INSTRUCTIONS FOR THE TASK: Would you return the complete listing below word for word?

DATASET RECORDS:
-*-
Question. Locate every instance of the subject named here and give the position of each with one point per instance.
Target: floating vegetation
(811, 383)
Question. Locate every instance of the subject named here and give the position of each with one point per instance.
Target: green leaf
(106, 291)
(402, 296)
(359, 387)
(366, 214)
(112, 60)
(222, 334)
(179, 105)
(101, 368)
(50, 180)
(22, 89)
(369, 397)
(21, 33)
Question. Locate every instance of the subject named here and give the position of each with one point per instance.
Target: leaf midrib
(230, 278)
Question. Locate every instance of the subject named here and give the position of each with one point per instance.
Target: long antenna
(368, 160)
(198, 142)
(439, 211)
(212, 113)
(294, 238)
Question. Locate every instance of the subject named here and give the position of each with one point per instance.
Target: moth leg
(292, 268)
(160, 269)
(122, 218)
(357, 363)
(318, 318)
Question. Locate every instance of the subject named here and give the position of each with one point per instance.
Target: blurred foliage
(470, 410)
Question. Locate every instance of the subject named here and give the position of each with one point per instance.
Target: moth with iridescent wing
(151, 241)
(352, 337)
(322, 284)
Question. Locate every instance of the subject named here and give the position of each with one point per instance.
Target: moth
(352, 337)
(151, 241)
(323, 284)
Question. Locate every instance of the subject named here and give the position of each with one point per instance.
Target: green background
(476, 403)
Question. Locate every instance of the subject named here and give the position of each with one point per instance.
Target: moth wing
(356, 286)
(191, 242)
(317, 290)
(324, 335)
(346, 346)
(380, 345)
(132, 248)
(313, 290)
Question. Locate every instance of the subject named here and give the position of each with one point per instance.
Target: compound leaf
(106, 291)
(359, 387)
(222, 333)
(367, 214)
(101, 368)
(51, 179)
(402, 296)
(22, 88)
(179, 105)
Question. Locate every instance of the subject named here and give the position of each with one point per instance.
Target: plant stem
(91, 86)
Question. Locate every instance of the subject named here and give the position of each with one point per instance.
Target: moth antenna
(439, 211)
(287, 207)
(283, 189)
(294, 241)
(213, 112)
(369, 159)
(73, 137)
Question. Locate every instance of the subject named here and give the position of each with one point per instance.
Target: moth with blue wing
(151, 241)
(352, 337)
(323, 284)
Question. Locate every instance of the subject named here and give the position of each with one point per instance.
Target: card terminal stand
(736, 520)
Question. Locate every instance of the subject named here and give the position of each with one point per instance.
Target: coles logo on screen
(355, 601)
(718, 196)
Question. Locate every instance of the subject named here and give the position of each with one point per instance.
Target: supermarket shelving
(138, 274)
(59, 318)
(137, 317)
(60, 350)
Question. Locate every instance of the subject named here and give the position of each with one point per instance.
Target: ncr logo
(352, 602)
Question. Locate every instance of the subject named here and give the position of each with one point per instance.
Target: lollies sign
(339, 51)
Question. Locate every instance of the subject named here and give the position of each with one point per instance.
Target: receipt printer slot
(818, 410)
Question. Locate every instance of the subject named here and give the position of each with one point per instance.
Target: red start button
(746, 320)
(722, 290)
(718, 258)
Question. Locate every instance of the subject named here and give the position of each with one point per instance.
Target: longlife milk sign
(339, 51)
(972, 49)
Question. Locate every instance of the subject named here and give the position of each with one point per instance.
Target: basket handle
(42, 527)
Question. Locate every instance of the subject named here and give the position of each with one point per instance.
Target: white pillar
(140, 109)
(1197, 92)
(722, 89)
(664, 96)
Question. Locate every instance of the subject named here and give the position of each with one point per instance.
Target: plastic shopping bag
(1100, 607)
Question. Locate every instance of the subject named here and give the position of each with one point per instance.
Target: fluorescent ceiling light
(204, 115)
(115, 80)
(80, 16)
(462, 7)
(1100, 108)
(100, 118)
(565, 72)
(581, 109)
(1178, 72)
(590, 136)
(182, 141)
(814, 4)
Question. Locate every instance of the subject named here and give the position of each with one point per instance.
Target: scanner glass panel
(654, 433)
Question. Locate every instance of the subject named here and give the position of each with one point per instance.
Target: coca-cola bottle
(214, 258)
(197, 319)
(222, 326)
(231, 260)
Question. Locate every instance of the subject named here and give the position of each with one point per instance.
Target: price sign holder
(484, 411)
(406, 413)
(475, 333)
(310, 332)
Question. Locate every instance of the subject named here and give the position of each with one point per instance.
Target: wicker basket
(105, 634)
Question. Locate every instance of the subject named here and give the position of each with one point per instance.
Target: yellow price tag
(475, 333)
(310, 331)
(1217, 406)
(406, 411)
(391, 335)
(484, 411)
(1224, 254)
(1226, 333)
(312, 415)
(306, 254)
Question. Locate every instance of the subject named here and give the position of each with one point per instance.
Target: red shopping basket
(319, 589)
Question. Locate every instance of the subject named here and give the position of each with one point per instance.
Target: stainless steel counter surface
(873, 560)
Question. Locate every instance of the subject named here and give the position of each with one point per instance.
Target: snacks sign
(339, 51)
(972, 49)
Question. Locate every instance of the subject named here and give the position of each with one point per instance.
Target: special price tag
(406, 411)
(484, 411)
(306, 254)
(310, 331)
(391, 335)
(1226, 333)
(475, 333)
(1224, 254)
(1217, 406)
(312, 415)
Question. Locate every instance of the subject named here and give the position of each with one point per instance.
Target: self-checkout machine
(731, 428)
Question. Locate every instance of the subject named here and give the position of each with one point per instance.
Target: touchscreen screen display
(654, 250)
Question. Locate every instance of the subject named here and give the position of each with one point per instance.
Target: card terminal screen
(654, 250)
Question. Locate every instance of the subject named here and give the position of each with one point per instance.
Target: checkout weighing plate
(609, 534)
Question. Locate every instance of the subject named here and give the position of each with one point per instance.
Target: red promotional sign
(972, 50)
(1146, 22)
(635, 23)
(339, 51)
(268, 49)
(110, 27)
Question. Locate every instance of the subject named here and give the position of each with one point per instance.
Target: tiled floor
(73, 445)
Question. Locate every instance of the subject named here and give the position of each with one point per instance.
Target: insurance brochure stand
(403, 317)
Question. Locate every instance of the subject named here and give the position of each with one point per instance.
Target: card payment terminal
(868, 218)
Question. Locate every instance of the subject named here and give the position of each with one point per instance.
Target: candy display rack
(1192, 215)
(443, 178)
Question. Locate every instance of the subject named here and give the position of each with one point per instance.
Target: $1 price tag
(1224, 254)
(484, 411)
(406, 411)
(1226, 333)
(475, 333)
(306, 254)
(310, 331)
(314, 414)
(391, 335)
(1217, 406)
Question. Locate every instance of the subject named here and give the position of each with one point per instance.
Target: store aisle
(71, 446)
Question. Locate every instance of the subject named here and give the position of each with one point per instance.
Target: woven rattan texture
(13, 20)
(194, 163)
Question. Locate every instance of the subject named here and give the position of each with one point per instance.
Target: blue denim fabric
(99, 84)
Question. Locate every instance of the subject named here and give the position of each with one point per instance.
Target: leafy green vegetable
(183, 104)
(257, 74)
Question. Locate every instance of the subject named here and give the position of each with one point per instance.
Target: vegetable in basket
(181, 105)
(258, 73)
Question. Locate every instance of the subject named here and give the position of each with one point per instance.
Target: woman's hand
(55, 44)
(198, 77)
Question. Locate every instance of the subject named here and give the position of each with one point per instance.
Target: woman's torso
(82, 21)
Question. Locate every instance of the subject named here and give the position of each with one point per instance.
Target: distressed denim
-*-
SOLUTION:
Question. Locate every instance of the subject named here and give the position of each with one point per instance.
Target: floating vegetation
(811, 383)
Question. Locate every instance of the subject named here and give the position of each with one point per instance.
Target: green leaf
(106, 291)
(402, 296)
(359, 387)
(366, 214)
(112, 60)
(222, 334)
(179, 105)
(101, 368)
(50, 180)
(22, 89)
(369, 397)
(21, 33)
Question. Locate every instance of the subject named here and give the position of each with one point per instance.
Target: leaf midrib
(230, 278)
Question. Locate every instance of the subject named here and give the position of each with one point per instance.
Target: long antenna
(368, 160)
(198, 142)
(439, 211)
(212, 113)
(294, 238)
Question. Locate every instance of the subject named here and give the position of each with one point per instance.
Target: moth leg
(292, 268)
(160, 269)
(122, 218)
(357, 363)
(318, 318)
Question. Locate every instance of the subject named here and give the position of each with one point per instance.
Target: blurred foliage
(470, 410)
Question. Locate every instance of the subject named here and give the position of each with one point per instance.
Target: moth with iridescent wing
(151, 241)
(352, 337)
(322, 284)
Question. Locate every instance of the subject named here and give the position of each with one point per instance.
Target: moth
(352, 337)
(151, 241)
(323, 284)
Question. Locate every instance of the subject named here and give the position of each with one point per instance.
Target: green background
(476, 403)
Question. Locate every instance of the subject named here and give the position of each with one point per instance.
Target: moth wing
(356, 286)
(191, 242)
(317, 290)
(324, 335)
(346, 346)
(380, 345)
(132, 248)
(313, 290)
Question. Locate every instance of the subject named here and give the position of each with one point per instance.
Target: compound leaf
(106, 291)
(359, 387)
(222, 333)
(367, 214)
(101, 368)
(51, 179)
(402, 296)
(22, 88)
(179, 105)
Question. Locate every instance of the subject named here and give the position of each with one point per instance.
Target: plant stem
(91, 86)
Question. Locate every instance of the subject named here and give the position of each with one point per instance.
Target: moth antenna
(439, 211)
(287, 207)
(283, 189)
(294, 241)
(213, 112)
(369, 159)
(73, 137)
Question. Locate every instance of the subject named here and give the position of each with one point per instance.
Target: moth with blue wing
(151, 241)
(352, 337)
(323, 284)
Question. Locate every instance of the subject named here and give the position of each with one point per instance.
Target: card terminal stand
(736, 520)
Question. Locate every instance of the subject named here and give the position of each with one point per instance.
Target: coles logo on screen
(355, 601)
(718, 196)
Question. Locate every instance of the subject named here and give the position of each with one point per instance.
Target: supermarket shelving
(138, 274)
(59, 318)
(137, 317)
(60, 350)
Question. Locate every instance of the subject named here and give the position of each with one point per instance.
Target: ncr logo
(352, 602)
Question. Locate every instance of the subject named here and give the position of each with one point per instance.
Target: lollies sign
(339, 51)
Question. Locate every instance of the subject named here and give the position of each with one point per instance.
Target: receipt printer slot
(818, 410)
Question. Locate every instance of the subject named here and give the position of each with one point per instance.
Target: red start button
(746, 320)
(722, 290)
(718, 258)
Question. Locate every instance of the subject named here and give the position of each with one point per instance.
Target: longlife milk sign
(339, 51)
(972, 49)
Question. Locate every instance of the subject named here and give the position of each with one point per instance.
Target: basket handle
(42, 527)
Question. Locate every instance of the subject named here and give the position of each with one point per instance.
Target: white pillar
(140, 109)
(1197, 92)
(722, 89)
(664, 96)
Question. Locate every instance of the subject named here and give the position of each with one point per instance.
Target: plastic shopping bag
(1100, 607)
Question. Locate every instance of the subject named here and give the position of each with one point per instance.
Target: fluorescent ceiling light
(204, 115)
(115, 80)
(80, 16)
(462, 7)
(1100, 108)
(100, 118)
(565, 72)
(581, 109)
(1178, 72)
(590, 136)
(182, 141)
(814, 4)
Question. Locate every instance of the subject named here and give the position of each with one point per instance.
Target: scanner glass panel
(654, 433)
Question. Locate every instance of the subject named here and give the position of each with one point per instance.
Target: coca-cola bottle
(214, 258)
(197, 319)
(222, 326)
(231, 260)
Question. Locate every instance of the subject named here and give the position of each with one point per instance.
Target: price sign holder
(484, 411)
(406, 413)
(475, 333)
(310, 332)
Question. Locate every instance of the subject named here and give the position of each with one point per instance.
Target: wicker basket
(105, 634)
Question. Locate every instance of the subject named here and give the position of each with one point per instance.
Target: yellow price tag
(475, 333)
(310, 331)
(1217, 406)
(406, 411)
(391, 335)
(484, 411)
(1224, 254)
(1226, 333)
(312, 415)
(306, 254)
Question. Locate every instance of the subject named here and give the position of each with one point per instance.
Target: red shopping basket
(319, 589)
Question. Locate every instance of the subject named here and give the position of each with one point per instance.
Target: stainless steel counter surface
(873, 560)
Question. Locate every instance of the subject named here and give the position of each with one point per instance.
Target: snacks sign
(339, 51)
(972, 49)
Question. Locate every instance of the subject named here and give the position of each with one point per instance.
Target: special price tag
(406, 411)
(484, 411)
(306, 254)
(310, 331)
(391, 335)
(1226, 333)
(475, 333)
(1224, 254)
(1217, 406)
(312, 415)
Question. Locate every instance of the subject named here and give the position of each with one point per instance.
Target: self-checkout machine
(731, 428)
Question. Locate every instance of the subject named here and give the position of each with one point per instance.
Target: touchscreen screen display
(654, 250)
Question. Locate every instance of the subject named here and give the position of each with one point per instance.
Target: card terminal screen
(654, 250)
Question. Locate every instance of the subject named here and give the position of each with one point per instance.
Target: checkout weighing plate
(609, 534)
Question. Locate every instance of the subject named here and give the position of each with one point per instance.
Target: red promotional sign
(972, 50)
(1146, 22)
(635, 23)
(339, 51)
(268, 49)
(110, 27)
Question. Locate every instance of the subject named here and give the position of each with one point per instance.
Target: tiled floor
(73, 445)
Question. Locate every instance of the subject named here and give the position of each with one point per instance.
Target: insurance brochure stand
(403, 317)
Question. Locate every instance of the subject named here and give the position of each with one point per instance.
Target: card payment terminal
(868, 218)
Question. Locate every instance of the subject named here and give the position of each with one point per instance.
Target: candy display rack
(1192, 215)
(443, 178)
Question. Locate every instance of the subject named here and give the position of each with one point per instance.
Target: $1 price tag
(1224, 254)
(484, 411)
(406, 411)
(1226, 333)
(475, 333)
(306, 254)
(310, 331)
(314, 414)
(391, 335)
(1217, 406)
Question. Locate every instance of the subject named here and give the position of each with one point per instance.
Target: store aisle
(71, 446)
Question. Locate every instance of the subject named here and give the position of each with one point per instance.
Target: woven rattan texture
(13, 20)
(194, 163)
Question. Locate every instance of the subject named here and give the position of each with one point per instance.
Target: blue denim fabric
(99, 84)
Question. Locate every instance of the subject named here and give the position of each with one point per instance.
Target: leafy green vegetable
(183, 104)
(257, 74)
Question. Locate every instance of the subject named here and give the position of each with one point per instance.
Target: vegetable in basket
(181, 105)
(258, 73)
Question. Locate every instance of the subject named here and give the position of each with one point per instance.
Target: woman's hand
(55, 44)
(198, 77)
Question. Locate every instance of the subject named here and give the position of each with one point per instance.
Target: woman's torso
(82, 21)
Question. Locate every instance of the subject named here and give the position of each with one point per instance.
Target: distressed denim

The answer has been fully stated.